=== DIRECTION ===
Edit the entries from the line containing "white building, farthest" down to the end of the entries, replacing "outline" with "boundary" and leaving everything else unchanged. Output only those lines.
───
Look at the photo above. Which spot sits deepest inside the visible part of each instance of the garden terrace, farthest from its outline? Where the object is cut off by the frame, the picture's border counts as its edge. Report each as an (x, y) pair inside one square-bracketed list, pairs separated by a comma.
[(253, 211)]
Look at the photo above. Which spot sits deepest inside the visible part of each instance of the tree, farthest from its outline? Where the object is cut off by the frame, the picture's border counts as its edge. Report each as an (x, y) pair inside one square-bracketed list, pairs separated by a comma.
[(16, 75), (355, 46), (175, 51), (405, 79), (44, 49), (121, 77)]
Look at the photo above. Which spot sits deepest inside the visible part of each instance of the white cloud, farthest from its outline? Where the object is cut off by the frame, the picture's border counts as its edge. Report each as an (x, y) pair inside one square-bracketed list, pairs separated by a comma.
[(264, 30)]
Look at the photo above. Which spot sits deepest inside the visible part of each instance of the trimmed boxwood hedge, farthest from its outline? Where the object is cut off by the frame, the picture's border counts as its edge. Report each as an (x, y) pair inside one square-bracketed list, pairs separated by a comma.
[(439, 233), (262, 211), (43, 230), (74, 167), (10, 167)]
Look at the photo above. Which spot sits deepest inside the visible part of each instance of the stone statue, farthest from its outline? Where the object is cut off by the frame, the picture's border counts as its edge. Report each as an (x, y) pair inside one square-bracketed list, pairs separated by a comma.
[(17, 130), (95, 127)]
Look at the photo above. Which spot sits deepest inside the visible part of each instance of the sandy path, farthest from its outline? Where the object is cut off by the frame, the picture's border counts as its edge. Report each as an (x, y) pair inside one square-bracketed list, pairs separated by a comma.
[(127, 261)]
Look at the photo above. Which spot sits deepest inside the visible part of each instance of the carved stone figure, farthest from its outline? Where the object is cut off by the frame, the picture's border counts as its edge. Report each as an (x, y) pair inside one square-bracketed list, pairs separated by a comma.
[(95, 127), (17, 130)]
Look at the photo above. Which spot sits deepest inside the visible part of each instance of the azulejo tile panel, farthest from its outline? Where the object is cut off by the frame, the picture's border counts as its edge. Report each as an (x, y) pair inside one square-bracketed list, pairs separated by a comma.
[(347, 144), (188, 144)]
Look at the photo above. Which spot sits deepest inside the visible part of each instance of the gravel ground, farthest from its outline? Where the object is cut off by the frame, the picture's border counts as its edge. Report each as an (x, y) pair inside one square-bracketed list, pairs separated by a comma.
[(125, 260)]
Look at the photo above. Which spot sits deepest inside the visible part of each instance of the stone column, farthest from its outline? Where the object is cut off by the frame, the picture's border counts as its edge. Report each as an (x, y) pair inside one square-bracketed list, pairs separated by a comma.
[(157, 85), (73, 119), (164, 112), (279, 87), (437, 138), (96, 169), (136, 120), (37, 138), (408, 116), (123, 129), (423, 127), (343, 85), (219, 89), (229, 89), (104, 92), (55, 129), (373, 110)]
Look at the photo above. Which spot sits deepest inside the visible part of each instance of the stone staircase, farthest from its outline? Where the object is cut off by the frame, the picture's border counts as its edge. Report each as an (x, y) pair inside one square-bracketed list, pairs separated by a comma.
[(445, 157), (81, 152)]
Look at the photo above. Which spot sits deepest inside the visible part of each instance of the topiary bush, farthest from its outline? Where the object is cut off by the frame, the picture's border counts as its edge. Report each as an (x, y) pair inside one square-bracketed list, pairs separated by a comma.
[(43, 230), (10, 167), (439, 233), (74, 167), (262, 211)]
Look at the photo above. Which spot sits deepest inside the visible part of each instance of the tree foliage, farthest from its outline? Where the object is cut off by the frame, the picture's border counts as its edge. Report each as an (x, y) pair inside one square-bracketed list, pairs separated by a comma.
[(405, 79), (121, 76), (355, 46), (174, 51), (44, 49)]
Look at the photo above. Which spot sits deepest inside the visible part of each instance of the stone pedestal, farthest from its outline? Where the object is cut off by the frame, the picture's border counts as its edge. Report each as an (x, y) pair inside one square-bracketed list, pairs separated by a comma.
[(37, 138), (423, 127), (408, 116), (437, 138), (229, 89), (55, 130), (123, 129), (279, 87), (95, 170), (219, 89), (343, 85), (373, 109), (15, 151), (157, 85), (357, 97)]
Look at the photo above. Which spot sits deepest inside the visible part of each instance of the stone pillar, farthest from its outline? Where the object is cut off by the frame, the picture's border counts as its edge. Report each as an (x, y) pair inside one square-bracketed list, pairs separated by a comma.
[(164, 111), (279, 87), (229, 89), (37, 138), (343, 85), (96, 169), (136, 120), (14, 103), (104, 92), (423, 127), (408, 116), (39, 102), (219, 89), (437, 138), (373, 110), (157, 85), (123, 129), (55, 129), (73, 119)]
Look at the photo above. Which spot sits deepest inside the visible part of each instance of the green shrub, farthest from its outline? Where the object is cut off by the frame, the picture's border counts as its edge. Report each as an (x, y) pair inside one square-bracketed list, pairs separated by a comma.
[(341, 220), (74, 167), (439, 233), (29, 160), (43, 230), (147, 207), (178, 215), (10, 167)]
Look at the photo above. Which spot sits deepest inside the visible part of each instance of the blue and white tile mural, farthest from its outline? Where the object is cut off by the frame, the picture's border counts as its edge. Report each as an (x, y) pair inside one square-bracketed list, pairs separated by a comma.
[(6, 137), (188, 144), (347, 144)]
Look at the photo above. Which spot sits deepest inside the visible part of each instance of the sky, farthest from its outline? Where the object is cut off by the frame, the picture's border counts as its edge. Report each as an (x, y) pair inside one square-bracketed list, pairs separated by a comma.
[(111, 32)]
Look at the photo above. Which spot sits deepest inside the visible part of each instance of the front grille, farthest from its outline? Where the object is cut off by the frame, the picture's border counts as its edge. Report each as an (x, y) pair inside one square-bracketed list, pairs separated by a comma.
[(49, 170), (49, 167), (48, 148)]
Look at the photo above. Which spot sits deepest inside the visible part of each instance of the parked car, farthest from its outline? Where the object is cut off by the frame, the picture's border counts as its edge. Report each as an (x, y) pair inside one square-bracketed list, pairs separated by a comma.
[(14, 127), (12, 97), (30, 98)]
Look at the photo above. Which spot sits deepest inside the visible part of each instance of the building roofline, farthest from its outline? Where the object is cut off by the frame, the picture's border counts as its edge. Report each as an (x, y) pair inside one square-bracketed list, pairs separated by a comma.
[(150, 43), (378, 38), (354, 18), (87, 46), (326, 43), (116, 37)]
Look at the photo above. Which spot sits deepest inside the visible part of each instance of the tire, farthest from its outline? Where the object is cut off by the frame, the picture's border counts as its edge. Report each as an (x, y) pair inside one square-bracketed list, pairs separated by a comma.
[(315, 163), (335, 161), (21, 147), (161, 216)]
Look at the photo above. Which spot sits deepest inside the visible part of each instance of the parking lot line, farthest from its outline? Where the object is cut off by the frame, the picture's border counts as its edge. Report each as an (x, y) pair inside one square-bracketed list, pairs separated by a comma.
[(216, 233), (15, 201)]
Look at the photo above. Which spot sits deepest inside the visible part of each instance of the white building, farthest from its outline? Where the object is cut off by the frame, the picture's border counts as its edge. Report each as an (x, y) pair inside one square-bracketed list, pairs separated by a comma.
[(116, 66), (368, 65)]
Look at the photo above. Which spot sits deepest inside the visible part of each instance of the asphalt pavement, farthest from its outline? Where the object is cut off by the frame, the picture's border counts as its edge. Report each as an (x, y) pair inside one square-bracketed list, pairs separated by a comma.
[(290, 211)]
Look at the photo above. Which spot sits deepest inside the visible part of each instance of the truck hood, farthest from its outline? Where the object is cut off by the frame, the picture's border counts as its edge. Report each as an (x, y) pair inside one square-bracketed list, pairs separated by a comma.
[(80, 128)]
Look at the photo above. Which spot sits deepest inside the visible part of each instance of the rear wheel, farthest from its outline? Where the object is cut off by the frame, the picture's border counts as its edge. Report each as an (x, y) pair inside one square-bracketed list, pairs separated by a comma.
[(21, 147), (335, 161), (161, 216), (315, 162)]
───
=== FINAL RESULT ===
Look at the photo above. Which spot sits deepest inside the visible part of each instance of the white building, farthest from its boundary? Where the object is cut off by the frame, the picture's border counts as its edge. Report each as an (x, y) pair inside one square-bracketed list, pairs separated by a comma.
[(116, 66), (368, 65)]
Look at the photo above. Which spot sits deepest inside the visible part of each instance of the asphalt pavement, farthest from its boundary? Where the object is cut off by the frame, the picture's border counts as its edge. Report each as an (x, y) pair inside one square-bracketed list, pairs separated by a comma.
[(290, 211)]
Look at the photo above. Which spot sits deepest inside the visible part of each instance of the truck hood, farthest from its boundary? Where the object is cut off by the frame, the picture's border counts as its edge. Report each as an (x, y) pair inside one square-bracketed list, pairs separated by a comma.
[(80, 128)]
Look at the photo above. Which spot sits deepest inside the visible part of each instance of the rear wheel, farthest from its boundary? Where the object is cut off by the frame, the picture's border counts as its edge. Report each as an (x, y) pair inside one square-bracketed list, pairs separated by a comma.
[(21, 147), (335, 161), (161, 216), (315, 162)]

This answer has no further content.